### YOUR INSTRUCTIONS
Each line from the one holding "Mark each instance of the tall rectangular" to the end of the data below must be output verbatim, with no other lines.

Collected data:
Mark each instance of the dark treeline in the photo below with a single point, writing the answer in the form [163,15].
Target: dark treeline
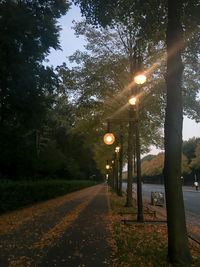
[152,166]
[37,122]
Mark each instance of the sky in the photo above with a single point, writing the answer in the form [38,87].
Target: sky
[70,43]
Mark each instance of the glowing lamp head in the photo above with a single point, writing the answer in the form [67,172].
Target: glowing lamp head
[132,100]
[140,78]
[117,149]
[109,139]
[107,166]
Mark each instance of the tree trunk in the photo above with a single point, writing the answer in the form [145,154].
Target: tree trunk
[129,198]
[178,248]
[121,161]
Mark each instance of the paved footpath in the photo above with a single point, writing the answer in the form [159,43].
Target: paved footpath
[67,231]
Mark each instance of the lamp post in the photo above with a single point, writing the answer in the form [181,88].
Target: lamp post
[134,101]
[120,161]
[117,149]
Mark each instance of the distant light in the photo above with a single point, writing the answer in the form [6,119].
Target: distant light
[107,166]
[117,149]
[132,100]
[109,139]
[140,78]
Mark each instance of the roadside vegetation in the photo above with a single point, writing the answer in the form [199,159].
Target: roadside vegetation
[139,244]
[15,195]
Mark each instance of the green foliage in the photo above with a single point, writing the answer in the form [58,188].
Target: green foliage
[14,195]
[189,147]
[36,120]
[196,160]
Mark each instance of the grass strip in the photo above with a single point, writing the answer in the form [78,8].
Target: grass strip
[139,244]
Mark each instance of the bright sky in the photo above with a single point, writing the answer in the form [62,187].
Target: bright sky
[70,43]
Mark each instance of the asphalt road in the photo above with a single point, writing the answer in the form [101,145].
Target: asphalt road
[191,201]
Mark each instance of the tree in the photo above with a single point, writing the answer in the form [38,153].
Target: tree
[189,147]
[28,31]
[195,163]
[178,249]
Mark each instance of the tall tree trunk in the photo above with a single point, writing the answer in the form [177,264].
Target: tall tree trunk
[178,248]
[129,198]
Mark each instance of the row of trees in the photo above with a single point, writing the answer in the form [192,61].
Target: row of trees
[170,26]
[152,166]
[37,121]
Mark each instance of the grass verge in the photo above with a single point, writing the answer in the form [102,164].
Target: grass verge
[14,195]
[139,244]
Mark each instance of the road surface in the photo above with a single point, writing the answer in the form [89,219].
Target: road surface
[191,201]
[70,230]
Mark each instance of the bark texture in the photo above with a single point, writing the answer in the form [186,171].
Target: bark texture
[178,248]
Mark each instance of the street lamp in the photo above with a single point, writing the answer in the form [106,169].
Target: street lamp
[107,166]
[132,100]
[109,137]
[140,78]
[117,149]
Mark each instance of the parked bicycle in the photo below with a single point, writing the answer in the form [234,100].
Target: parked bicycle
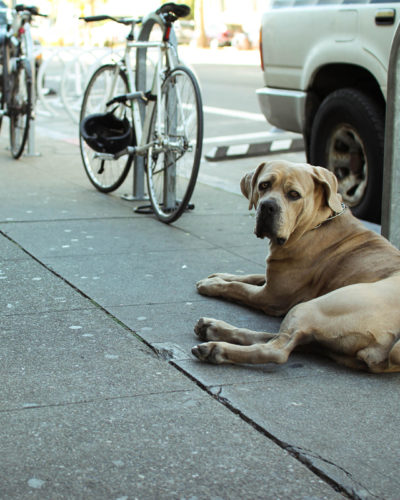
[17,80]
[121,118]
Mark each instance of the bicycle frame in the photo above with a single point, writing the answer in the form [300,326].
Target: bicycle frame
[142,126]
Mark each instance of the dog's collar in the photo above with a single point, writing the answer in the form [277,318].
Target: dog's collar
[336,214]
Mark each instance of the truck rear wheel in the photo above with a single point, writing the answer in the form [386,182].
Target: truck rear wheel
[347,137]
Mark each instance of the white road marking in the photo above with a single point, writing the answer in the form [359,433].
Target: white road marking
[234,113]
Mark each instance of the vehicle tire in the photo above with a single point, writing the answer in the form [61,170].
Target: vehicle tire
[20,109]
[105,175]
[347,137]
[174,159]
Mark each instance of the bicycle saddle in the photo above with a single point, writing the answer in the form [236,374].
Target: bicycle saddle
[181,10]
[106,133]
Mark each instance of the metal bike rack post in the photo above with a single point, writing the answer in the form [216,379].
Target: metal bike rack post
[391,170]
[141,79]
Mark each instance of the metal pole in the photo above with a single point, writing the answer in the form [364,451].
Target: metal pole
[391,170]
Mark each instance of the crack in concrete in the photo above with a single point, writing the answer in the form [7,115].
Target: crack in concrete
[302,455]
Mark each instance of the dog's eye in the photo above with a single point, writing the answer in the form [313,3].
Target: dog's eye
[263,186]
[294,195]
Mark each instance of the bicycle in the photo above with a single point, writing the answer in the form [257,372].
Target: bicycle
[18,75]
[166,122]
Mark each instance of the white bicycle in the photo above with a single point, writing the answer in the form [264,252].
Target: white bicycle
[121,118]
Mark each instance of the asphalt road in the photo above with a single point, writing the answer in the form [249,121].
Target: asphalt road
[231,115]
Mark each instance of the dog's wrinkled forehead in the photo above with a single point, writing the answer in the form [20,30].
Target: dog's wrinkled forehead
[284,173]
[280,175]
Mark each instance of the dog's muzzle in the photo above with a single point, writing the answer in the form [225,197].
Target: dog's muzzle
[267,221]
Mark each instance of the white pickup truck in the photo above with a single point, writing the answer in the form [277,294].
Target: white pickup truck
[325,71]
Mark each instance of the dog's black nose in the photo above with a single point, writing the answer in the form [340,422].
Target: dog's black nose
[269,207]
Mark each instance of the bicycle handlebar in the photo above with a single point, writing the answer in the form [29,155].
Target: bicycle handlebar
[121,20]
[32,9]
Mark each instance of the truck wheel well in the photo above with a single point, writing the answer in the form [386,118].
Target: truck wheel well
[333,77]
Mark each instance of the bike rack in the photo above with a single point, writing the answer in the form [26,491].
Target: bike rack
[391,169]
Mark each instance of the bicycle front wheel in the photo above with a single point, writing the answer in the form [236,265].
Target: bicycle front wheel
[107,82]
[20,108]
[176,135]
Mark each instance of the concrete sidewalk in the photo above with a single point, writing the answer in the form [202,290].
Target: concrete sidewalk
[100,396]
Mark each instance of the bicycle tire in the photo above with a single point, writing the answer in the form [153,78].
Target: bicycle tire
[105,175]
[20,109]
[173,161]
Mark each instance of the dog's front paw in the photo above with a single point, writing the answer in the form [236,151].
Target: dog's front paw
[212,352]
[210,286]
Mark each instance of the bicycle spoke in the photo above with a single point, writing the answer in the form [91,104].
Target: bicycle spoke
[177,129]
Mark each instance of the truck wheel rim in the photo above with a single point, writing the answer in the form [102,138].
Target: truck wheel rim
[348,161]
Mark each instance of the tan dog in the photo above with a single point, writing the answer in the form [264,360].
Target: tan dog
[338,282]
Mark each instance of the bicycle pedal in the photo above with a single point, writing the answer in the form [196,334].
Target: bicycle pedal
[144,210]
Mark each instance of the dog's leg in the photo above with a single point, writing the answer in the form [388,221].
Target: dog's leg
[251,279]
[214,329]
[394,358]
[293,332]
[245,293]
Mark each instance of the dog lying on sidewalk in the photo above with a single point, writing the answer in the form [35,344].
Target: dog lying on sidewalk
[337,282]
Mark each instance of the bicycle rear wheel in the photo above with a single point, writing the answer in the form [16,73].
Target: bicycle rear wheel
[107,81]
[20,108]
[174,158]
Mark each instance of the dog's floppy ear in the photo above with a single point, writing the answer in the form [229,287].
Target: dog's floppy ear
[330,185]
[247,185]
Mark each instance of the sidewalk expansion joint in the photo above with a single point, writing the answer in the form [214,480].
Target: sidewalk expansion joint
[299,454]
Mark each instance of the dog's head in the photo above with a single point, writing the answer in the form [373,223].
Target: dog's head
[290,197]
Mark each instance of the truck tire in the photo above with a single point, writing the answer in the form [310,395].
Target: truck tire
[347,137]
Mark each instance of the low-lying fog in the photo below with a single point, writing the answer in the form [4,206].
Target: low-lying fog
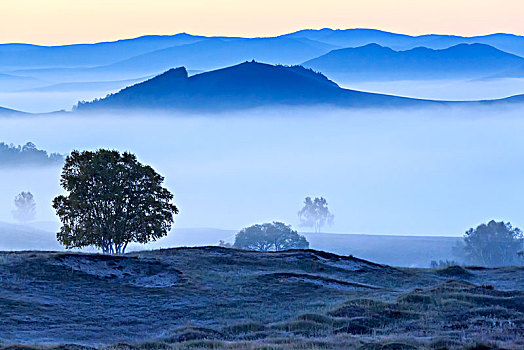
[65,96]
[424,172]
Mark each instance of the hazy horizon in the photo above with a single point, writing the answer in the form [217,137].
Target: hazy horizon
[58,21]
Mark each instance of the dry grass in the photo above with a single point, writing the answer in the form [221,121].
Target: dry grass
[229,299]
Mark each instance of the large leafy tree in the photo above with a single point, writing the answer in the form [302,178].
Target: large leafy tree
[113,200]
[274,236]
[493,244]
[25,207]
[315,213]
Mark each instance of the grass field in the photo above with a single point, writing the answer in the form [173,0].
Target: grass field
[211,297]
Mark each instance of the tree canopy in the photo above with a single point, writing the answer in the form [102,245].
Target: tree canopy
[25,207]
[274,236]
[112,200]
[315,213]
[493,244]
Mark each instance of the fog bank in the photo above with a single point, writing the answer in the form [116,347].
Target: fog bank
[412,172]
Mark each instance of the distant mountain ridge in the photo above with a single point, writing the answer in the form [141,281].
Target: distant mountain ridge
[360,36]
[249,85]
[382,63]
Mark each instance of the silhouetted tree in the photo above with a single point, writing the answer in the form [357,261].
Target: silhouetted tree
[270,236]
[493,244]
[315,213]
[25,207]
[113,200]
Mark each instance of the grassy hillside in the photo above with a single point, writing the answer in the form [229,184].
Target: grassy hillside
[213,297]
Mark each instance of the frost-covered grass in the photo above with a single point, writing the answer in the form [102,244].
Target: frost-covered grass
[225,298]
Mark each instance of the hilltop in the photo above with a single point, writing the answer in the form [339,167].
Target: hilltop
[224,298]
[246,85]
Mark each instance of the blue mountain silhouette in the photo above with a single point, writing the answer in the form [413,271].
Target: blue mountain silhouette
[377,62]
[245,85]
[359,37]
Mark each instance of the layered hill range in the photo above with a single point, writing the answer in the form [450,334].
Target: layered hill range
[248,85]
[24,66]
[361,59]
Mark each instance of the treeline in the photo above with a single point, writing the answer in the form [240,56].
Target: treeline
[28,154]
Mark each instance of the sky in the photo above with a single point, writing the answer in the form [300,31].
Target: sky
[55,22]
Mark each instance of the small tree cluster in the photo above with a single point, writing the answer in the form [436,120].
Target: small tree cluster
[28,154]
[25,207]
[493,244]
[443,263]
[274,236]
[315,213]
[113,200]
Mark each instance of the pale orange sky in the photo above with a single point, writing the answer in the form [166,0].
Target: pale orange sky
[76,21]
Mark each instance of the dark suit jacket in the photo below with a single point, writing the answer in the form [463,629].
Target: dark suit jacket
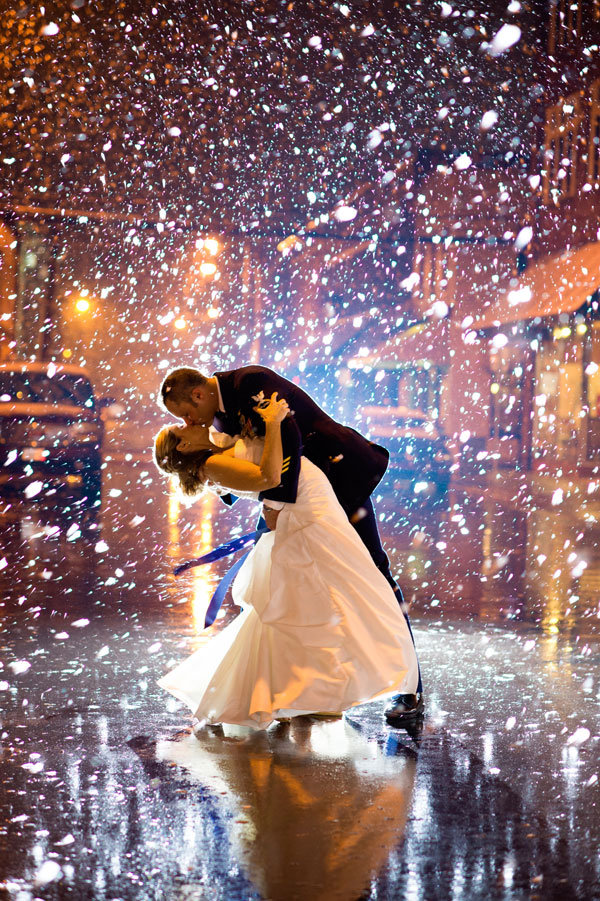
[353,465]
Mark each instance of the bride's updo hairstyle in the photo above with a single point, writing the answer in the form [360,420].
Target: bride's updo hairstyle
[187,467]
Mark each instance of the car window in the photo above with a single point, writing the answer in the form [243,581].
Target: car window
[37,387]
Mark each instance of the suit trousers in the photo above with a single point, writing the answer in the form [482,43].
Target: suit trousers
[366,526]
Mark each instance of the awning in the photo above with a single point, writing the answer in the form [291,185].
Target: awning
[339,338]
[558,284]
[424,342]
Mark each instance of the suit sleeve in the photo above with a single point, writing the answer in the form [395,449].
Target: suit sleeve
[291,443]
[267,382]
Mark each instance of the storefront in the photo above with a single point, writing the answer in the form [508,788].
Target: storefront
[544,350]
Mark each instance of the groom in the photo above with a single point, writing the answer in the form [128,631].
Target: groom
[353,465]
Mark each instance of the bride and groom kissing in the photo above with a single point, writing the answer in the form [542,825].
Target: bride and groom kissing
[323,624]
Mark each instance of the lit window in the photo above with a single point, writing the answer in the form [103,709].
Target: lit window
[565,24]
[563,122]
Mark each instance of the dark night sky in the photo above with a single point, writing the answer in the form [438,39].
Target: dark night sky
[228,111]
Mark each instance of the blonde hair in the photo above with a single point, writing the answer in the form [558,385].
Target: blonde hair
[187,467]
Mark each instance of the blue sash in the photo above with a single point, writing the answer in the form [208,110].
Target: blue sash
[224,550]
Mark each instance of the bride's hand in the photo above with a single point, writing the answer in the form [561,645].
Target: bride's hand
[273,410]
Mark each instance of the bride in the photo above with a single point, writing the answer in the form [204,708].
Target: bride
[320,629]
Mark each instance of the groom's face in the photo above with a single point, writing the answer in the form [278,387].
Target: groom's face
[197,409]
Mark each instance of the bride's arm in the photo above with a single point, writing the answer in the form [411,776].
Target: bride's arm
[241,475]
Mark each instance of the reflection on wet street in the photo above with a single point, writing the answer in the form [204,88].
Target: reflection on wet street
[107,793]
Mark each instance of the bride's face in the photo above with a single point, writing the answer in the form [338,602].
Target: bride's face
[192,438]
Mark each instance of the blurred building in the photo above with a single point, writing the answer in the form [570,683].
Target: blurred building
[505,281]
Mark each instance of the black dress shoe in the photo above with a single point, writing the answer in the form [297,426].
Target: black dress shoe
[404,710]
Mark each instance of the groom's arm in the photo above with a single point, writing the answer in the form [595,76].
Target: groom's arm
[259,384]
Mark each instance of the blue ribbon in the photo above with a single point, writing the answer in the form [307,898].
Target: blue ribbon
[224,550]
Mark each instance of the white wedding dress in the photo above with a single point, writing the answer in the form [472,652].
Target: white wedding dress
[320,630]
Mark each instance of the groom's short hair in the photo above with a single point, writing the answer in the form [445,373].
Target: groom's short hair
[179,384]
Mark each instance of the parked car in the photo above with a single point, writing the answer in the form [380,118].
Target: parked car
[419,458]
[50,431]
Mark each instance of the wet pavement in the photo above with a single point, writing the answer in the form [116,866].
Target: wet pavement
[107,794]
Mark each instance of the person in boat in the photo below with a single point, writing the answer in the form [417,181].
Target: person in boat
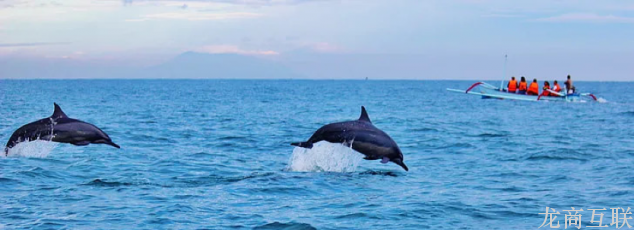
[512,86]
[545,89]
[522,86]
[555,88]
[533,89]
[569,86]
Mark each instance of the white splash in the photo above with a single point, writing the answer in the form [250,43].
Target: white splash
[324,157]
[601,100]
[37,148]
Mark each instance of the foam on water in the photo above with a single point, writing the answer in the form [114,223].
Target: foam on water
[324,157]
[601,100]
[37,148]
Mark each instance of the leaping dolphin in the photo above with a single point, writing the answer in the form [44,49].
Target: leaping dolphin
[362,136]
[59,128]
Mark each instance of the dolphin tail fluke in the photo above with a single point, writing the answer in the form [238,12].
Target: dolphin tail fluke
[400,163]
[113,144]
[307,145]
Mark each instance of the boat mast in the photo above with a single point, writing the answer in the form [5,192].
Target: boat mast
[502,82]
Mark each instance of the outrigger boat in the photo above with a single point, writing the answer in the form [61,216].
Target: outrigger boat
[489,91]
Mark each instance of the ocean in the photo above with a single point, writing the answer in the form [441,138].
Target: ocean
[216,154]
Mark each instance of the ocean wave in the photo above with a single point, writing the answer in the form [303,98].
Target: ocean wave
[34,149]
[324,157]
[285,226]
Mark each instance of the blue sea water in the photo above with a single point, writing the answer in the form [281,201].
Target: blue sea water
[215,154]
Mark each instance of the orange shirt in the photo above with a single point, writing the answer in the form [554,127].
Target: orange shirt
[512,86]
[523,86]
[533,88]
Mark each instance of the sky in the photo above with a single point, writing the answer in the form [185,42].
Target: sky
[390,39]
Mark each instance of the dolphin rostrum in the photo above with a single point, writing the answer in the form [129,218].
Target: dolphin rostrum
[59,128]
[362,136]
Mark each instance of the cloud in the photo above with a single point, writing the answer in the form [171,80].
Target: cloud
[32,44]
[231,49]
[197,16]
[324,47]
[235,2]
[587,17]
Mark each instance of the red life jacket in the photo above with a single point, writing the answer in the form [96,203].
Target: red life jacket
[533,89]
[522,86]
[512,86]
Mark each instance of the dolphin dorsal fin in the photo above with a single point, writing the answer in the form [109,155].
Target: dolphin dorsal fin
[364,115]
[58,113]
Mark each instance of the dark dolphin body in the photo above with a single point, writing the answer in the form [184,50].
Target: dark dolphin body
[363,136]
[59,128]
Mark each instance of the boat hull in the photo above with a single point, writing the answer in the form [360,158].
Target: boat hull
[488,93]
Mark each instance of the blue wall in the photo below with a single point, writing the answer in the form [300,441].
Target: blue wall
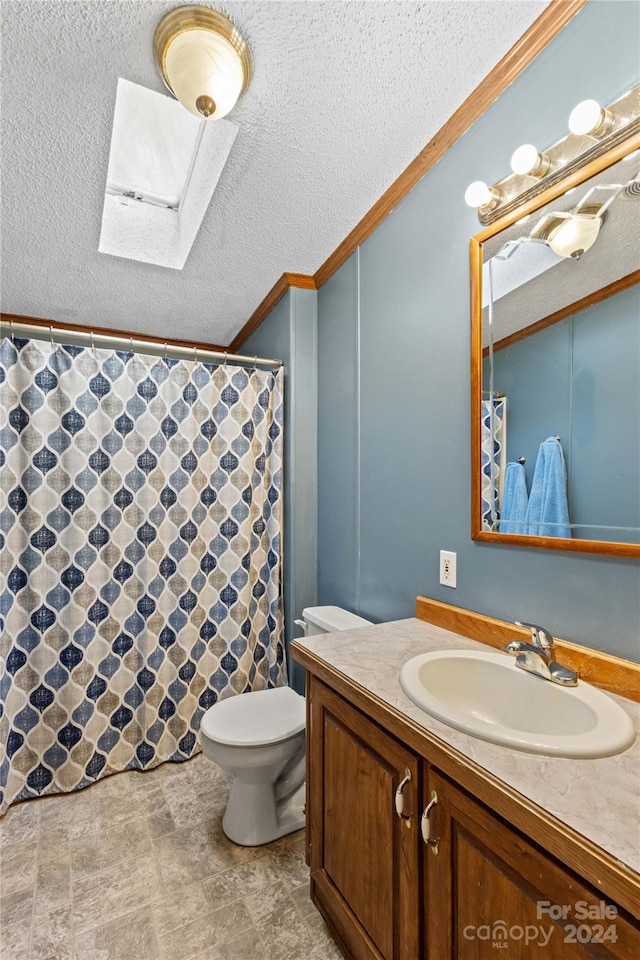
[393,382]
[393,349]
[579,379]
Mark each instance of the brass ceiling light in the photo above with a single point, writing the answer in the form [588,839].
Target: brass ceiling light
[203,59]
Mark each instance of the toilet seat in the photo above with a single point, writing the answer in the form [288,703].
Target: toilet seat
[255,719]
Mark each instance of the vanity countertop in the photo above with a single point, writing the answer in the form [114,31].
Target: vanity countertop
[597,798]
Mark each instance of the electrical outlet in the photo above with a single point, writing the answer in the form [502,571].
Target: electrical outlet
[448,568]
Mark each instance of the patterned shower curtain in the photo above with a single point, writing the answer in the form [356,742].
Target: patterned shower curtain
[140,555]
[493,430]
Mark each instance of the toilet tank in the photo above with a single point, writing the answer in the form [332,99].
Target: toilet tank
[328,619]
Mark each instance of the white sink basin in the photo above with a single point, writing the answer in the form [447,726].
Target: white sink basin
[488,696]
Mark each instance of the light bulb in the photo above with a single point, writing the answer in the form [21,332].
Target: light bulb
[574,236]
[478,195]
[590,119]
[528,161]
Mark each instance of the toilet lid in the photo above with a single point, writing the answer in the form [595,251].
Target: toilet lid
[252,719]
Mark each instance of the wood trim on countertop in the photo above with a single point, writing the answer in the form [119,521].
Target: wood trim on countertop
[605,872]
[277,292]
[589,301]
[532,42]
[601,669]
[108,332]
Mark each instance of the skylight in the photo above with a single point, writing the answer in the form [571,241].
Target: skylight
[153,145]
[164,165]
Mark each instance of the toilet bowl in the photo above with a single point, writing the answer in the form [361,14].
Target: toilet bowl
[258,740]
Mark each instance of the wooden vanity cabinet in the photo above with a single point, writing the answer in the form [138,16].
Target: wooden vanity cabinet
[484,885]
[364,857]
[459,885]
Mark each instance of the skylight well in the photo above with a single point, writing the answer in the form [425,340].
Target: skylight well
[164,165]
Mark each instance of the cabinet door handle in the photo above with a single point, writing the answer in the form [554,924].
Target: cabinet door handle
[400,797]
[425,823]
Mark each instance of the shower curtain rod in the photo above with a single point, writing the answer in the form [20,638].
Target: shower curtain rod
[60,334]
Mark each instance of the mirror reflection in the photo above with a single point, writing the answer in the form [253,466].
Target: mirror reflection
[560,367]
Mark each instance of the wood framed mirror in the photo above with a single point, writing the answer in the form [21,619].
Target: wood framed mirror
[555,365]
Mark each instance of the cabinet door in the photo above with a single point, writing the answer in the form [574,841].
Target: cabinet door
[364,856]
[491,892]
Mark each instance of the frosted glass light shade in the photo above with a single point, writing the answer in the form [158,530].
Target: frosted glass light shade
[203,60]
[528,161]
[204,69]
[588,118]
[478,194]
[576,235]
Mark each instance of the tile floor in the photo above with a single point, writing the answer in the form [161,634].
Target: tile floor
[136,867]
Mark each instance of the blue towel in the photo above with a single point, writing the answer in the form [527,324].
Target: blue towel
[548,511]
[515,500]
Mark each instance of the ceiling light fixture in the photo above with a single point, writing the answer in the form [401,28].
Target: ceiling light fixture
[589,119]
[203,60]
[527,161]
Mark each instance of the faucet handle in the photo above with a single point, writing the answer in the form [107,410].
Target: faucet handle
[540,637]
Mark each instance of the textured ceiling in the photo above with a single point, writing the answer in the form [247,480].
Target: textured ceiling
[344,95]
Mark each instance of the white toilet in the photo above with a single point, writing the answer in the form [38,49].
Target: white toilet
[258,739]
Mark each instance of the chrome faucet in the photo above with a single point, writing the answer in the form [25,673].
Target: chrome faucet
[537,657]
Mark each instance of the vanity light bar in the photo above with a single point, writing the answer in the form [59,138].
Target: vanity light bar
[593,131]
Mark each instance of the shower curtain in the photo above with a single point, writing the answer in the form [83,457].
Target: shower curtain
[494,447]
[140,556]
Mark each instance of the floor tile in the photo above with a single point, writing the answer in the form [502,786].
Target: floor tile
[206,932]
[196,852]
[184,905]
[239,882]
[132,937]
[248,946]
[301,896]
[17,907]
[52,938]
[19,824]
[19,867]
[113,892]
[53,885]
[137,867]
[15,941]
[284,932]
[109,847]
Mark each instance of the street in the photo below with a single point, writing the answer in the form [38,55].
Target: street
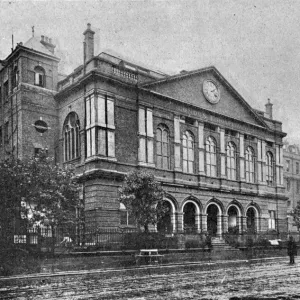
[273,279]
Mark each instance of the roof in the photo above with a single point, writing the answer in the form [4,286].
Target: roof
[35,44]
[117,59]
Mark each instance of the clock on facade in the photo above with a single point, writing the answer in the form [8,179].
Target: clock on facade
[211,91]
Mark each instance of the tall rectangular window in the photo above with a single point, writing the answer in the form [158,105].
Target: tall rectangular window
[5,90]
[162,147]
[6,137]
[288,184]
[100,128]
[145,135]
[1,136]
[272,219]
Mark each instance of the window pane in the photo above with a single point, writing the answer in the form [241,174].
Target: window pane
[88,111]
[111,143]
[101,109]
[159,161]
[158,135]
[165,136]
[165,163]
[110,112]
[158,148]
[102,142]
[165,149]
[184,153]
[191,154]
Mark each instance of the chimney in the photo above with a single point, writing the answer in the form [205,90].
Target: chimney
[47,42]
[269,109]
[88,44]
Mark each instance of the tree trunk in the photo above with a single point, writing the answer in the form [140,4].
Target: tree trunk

### FINISHED TASK
Mark each instance of the tall rectangular window in the photo above with a single point, writing the answer in the form [158,105].
Target: tall rectangular window
[5,90]
[162,147]
[6,137]
[288,184]
[100,128]
[145,135]
[1,136]
[272,219]
Mark each instance of the window pane in the photo above with a single point, writing the answer in the form [241,174].
Target: window pane
[88,111]
[111,143]
[101,109]
[159,161]
[158,135]
[165,136]
[165,163]
[110,112]
[158,148]
[102,142]
[165,149]
[184,153]
[191,154]
Mark each instance of the chimney in the photo above with a single point, writing the answer in the form [205,90].
Target: chimney
[47,42]
[269,109]
[88,44]
Mark each instance of the tree trunk in the photo above with a single point, writing the answer in the form [140,4].
Target: tree trunk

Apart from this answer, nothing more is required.